__Task to carry out__
Copy the records from their start through the line containing "hole_rule: even-odd", switching "outline" to "polygon" and keeping everything else the same.

Shape labeling records
____
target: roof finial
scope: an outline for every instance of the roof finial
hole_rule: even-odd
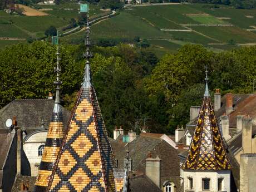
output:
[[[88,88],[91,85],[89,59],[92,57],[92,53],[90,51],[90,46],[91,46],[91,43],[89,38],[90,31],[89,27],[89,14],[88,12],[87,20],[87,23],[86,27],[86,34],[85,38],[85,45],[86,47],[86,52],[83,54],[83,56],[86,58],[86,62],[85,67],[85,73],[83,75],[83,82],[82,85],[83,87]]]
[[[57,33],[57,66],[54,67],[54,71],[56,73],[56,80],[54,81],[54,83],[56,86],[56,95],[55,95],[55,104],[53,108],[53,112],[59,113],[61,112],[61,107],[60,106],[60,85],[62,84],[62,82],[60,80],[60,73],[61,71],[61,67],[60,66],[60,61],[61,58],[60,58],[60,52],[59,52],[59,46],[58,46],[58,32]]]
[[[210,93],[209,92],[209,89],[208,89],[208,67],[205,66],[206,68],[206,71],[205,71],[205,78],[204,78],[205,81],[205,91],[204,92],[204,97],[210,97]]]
____
__Problem solution__
target: roof finial
scope: an polygon for every instance of the roof finial
hole_rule: even-odd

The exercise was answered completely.